WHAT THIS EXERCISE ASKS:
1 - From the Function Compute text, list every GPU series that Provisioned Instances can be bound to.
2 - Reproduce word for word the part of the Function Compute text that begins with the words containing "Basic CPU instances" and ends with "performance, and stability.".

SOURCE TEXT:
::::

Basic CPU instances are usually sufficient for general-purpose computing scenarios on Function Compute, such as web services and data processing. However, for scenarios that require large-scale parallel computing or deep learning, such as audio and video processing, artificial intelligence (AI) inference, and image editing, GPU-accelerated instances can significantly improve computing efficiency.
Function Compute offers three instance types for GPU workloads: Elastic Instance, Resident Instance, and Mixed Mode. Choose the type and specifications that fit your needs to balance resource utilization, performance, and stability.
Instance type selection
For CPU functions, only Elastic Instances are supported. For GPU Functions, you can choose the most suitable instance type based on your business's resource utilization, latency sensitivity, and cost stability requirements. You can switch between the three instance types at any time without service interruption.
You can bind Provisioned Instances only to GPU Functions that belong to the Ada, Ada.2, Ada.3, Hopper, or Xpu.1 series.

::::

SOURCE MATERIAL:
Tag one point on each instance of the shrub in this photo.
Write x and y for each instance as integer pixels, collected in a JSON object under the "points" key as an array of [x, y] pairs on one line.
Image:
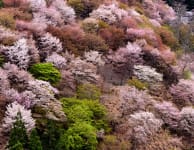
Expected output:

::::

RESPONSES IN ORDER:
1 -
- Ada
- Ada.2
- Ada.3
- Hopper
- Xpu.1

2 -
Basic CPU instances are usually sufficient for general-purpose computing scenarios on Function Compute, such as web services and data processing. However, for scenarios that require large-scale parallel computing or deep learning, such as audio and video processing, artificial intelligence (AI) inference, and image editing, GPU-accelerated instances can significantly improve computing efficiency.
Function Compute offers three instance types for GPU workloads: Elastic Instance, Resident Instance, and Mixed Mode. Choose the type and specifications that fit your needs to balance resource utilization, performance, and stability.